EXERCISE DESCRIPTION =>
Count the lines in the data below that contain the string "hoodie", treating uppercase and lowercase as different, and reply with only that number.

DATA RECORDS =>
»»
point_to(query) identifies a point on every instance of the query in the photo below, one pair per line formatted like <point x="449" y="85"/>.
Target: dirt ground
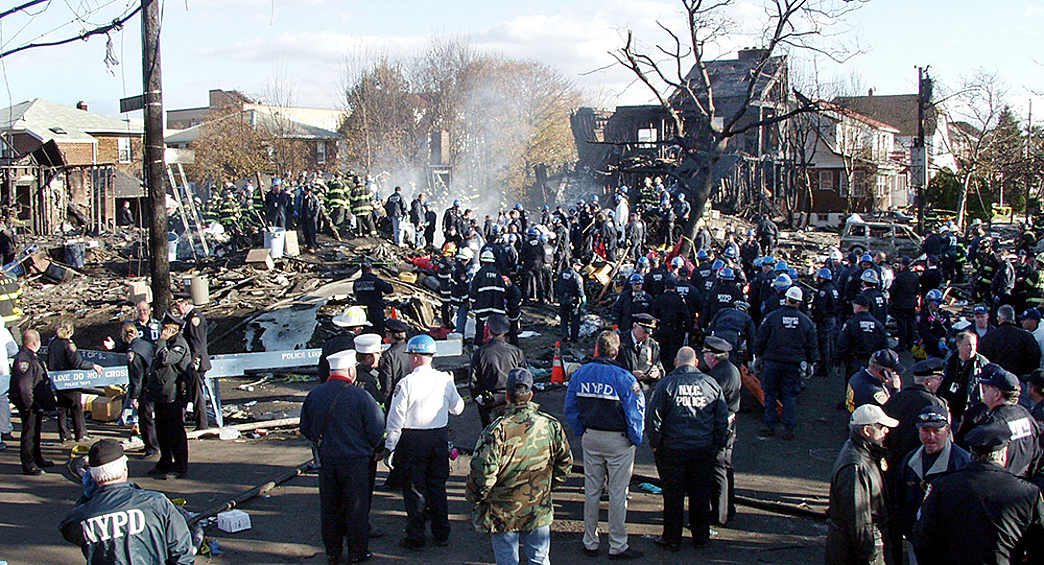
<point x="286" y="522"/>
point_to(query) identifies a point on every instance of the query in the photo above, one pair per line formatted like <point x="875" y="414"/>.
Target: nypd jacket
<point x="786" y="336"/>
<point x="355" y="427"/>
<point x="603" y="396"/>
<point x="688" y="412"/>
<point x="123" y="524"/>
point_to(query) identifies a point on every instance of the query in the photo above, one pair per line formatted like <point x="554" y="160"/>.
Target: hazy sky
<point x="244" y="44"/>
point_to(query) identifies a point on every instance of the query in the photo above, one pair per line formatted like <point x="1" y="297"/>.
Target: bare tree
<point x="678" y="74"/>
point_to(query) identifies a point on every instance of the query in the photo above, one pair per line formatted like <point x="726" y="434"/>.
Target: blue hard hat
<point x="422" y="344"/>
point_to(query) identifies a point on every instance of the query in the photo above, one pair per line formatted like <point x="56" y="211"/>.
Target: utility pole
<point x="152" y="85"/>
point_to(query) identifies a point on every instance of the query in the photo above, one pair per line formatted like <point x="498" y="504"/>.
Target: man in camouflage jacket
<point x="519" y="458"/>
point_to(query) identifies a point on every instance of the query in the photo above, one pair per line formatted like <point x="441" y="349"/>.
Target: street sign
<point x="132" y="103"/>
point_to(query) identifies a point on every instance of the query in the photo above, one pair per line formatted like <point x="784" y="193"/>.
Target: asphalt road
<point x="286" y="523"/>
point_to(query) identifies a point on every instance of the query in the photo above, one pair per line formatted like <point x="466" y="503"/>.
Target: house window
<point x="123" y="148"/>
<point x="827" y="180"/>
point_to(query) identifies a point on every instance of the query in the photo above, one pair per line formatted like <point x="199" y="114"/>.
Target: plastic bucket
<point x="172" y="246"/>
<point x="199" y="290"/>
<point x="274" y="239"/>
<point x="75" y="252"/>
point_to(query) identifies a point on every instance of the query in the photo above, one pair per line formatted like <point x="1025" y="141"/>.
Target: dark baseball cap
««
»»
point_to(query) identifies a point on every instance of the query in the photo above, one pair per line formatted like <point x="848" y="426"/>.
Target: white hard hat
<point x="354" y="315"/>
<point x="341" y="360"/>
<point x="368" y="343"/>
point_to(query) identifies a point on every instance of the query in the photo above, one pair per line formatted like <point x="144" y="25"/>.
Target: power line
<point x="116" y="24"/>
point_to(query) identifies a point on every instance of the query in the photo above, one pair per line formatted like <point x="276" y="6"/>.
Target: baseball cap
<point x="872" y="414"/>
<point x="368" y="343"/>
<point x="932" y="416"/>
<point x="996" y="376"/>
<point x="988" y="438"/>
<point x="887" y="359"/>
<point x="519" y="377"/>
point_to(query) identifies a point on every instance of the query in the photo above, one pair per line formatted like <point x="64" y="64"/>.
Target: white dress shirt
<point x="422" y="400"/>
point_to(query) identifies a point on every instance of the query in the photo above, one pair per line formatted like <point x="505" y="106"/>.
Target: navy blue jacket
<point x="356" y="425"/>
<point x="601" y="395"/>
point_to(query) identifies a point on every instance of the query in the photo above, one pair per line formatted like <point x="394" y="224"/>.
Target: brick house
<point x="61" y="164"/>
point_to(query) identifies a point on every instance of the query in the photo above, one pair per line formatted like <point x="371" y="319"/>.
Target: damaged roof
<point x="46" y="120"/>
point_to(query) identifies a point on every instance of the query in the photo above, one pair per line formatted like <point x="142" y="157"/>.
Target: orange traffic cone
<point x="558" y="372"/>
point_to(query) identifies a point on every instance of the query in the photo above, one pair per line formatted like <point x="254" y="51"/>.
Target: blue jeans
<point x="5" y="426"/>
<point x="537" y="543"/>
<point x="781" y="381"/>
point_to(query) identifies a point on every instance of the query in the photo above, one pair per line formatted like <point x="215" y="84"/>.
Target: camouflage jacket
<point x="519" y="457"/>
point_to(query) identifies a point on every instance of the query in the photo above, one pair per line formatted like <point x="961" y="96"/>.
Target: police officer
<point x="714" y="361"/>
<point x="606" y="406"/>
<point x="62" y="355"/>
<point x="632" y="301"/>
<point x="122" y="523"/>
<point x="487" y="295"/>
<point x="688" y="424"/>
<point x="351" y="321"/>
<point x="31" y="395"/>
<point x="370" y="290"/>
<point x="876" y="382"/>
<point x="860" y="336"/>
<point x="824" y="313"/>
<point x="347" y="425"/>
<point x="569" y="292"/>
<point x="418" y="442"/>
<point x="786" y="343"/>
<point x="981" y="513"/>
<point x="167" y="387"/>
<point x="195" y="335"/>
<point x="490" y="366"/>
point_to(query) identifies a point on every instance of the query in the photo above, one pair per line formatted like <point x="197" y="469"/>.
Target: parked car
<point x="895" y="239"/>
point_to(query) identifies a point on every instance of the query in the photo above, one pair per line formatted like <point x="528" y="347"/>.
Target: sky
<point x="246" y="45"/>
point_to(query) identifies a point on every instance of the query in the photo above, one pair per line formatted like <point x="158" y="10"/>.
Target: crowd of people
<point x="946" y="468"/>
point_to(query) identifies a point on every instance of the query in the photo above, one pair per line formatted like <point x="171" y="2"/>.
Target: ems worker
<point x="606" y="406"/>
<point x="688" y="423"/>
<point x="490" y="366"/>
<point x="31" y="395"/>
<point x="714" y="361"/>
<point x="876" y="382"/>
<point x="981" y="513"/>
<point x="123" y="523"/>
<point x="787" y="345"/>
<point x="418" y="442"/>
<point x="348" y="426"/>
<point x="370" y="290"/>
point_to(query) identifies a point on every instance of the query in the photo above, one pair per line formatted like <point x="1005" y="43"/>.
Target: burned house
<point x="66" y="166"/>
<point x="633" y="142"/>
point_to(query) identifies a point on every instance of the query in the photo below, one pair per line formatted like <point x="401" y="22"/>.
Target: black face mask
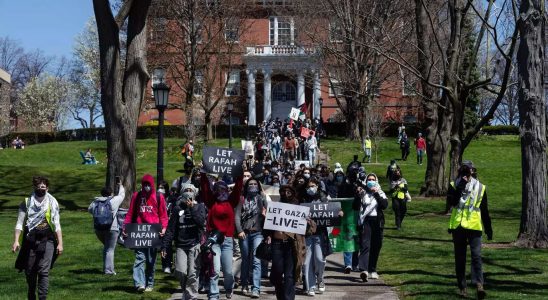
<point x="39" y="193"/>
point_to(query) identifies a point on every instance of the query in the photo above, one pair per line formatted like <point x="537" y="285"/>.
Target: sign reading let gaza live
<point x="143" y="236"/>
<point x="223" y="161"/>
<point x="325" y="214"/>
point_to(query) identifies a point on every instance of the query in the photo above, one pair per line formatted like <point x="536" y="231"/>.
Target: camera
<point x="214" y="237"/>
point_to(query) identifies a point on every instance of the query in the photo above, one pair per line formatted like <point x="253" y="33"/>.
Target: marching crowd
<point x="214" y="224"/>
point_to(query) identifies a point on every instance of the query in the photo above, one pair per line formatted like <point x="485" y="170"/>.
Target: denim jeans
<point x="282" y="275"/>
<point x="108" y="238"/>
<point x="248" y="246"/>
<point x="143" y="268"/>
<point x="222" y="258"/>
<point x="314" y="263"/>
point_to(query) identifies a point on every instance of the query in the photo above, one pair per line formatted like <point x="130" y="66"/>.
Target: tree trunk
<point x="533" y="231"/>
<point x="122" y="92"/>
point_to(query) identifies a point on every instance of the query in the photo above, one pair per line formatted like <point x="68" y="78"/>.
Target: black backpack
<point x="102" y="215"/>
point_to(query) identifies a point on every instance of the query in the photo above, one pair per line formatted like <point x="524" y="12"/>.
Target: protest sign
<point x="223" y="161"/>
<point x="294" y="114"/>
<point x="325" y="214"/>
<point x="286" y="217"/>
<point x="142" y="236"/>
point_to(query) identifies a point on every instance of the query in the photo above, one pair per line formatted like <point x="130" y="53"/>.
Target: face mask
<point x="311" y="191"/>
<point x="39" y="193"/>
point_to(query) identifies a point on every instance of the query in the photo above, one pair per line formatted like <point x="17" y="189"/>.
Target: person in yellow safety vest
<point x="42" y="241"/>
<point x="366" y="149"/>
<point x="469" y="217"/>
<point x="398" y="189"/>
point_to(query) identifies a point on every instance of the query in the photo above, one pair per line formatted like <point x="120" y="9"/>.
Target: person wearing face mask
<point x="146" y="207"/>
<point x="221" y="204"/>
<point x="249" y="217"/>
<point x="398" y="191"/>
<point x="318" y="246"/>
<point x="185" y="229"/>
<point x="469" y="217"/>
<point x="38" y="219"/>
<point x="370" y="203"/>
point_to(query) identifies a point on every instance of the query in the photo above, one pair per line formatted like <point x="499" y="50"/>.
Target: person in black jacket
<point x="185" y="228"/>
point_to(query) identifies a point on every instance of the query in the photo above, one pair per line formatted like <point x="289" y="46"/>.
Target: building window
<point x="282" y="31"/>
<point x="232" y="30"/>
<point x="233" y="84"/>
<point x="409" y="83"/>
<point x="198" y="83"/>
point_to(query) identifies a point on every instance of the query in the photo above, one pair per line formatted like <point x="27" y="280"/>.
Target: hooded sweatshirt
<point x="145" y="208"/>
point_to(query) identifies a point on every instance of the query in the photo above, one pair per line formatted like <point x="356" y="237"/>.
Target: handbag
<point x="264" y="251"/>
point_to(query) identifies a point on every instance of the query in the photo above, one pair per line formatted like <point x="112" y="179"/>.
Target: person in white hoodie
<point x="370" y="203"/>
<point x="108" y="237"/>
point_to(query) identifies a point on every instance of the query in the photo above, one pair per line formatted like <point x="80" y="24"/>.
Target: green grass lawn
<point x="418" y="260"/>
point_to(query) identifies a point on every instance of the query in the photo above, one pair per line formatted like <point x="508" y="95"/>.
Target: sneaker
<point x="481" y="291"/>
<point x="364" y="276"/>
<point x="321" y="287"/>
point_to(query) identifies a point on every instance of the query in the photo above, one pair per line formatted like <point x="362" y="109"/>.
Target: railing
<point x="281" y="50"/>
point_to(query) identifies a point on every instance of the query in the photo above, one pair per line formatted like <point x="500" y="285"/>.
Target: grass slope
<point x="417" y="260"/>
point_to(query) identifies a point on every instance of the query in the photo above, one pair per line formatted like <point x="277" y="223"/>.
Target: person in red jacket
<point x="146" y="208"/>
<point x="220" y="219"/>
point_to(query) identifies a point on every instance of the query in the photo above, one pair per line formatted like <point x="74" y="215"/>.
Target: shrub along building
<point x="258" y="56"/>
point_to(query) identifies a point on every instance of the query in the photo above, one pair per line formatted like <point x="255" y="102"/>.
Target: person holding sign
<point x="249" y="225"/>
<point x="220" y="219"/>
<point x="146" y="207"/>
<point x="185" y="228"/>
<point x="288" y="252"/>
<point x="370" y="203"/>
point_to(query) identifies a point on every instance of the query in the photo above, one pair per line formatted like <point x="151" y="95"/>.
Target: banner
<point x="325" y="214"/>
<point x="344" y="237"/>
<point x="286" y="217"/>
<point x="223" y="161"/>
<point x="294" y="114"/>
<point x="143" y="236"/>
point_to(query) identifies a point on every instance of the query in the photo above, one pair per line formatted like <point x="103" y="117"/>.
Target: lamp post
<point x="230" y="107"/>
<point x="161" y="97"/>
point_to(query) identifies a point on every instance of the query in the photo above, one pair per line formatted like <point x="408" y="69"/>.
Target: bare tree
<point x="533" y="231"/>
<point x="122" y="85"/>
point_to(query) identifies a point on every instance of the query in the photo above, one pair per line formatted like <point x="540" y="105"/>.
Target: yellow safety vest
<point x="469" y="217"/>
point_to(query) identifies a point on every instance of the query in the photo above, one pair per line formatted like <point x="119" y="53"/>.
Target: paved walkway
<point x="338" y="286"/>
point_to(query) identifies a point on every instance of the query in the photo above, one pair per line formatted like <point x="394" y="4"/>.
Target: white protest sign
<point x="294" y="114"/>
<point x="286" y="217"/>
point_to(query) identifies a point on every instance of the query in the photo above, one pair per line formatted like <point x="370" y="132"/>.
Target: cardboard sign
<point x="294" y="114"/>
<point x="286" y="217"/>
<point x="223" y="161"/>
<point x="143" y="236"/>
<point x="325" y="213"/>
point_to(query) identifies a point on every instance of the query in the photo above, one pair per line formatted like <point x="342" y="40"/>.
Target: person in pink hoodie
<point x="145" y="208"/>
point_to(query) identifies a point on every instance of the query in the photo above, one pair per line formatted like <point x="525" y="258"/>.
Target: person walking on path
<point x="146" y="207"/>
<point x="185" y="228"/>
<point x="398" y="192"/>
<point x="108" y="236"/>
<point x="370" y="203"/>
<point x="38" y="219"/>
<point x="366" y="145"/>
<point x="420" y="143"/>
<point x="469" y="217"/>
««
THE REPLY =>
2